> [Problem requirements]: Transcribe word for word the part of the passage on bankers starting at "Characters who share" and ending at "and trust-fund skimming.".

##### Text section

Characters who share those preoccupations include the Trevelyan-Tubal family, an autodidactic dynasty of bankers. The father, Harry, is dying a slow-puncture death, while his young actress wife Fleur recoils in the comfort of another city. Since Harry’s illness, son Julian is chairman of the 340-year-old family bank. A reluctant business- man from the off, Julian dabbles in a disastrous hedgefund and the bank is now in catastrophic trouble. His furtive plans involve trying to sell the business – but not before engaging in a dizzying amount of money swaps and trust-fund skimming.

Cartwright talks about bankers believing their own myths and of the industry’s innate sense of righteousness. “It’s like the army. Once you sign up for a career like this, you become gung-ho, almost because you have to be. It’s an occupational hazard, but it takes a lot of nerve to risk other people’s money. The myth is that the people who work there believe they’re actually contributing something to the world. They have this idea that they belong to an elite core who ‘understand’ the real world. Underneath the appearance of being a rational business dealing with ‘proper’ things – unlike art – it’s something that’s just as prone, if not worse, to absurd beliefs.”

##########
##### Entries provided

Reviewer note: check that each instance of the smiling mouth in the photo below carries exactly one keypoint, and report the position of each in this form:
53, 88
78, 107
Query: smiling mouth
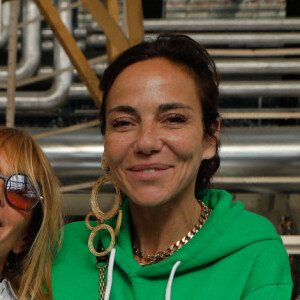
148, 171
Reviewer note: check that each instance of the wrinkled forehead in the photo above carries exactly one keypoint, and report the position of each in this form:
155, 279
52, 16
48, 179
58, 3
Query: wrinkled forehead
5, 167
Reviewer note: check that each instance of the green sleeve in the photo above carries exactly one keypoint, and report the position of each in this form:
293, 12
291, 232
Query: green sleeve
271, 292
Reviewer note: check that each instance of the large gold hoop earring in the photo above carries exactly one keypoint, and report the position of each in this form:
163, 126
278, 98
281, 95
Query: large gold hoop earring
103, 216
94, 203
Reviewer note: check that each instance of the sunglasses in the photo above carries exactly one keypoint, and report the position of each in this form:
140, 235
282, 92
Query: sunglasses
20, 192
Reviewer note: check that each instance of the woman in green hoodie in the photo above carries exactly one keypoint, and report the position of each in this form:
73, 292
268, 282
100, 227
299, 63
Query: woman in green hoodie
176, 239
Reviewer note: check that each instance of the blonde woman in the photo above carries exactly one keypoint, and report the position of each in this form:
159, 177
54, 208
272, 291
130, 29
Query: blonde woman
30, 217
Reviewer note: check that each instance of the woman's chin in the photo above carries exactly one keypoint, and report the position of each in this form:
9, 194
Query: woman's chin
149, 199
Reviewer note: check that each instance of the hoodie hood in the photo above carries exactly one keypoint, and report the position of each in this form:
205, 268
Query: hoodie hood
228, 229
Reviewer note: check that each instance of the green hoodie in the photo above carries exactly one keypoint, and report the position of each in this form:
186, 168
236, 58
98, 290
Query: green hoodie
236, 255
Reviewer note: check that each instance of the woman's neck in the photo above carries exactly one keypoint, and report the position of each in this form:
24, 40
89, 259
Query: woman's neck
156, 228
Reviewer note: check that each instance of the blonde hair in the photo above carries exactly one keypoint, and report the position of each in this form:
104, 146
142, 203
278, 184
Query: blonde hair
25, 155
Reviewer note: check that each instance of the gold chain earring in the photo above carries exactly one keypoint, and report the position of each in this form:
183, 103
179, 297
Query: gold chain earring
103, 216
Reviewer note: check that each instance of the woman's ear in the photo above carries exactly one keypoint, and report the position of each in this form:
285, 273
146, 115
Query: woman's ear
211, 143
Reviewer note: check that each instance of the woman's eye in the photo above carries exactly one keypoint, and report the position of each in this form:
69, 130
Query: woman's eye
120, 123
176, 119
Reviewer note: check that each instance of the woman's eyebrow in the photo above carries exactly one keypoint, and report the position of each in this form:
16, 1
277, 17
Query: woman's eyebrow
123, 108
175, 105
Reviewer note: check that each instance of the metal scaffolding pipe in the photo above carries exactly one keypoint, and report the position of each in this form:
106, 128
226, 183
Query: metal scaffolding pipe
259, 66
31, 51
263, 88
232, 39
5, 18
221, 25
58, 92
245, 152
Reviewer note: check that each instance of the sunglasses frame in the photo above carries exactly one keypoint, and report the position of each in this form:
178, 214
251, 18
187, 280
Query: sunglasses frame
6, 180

##########

> [Solution to the exercise]:
Characters who share those preoccupations include the Trevelyan-Tubal family, an autodidactic dynasty of bankers. The father, Harry, is dying a slow-puncture death, while his young actress wife Fleur recoils in the comfort of another city. Since Harry’s illness, son Julian is chairman of the 340-year-old family bank. A reluctant business- man from the off, Julian dabbles in a disastrous hedgefund and the bank is now in catastrophic trouble. His furtive plans involve trying to sell the business – but not before engaging in a dizzying amount of money swaps and trust-fund skimming.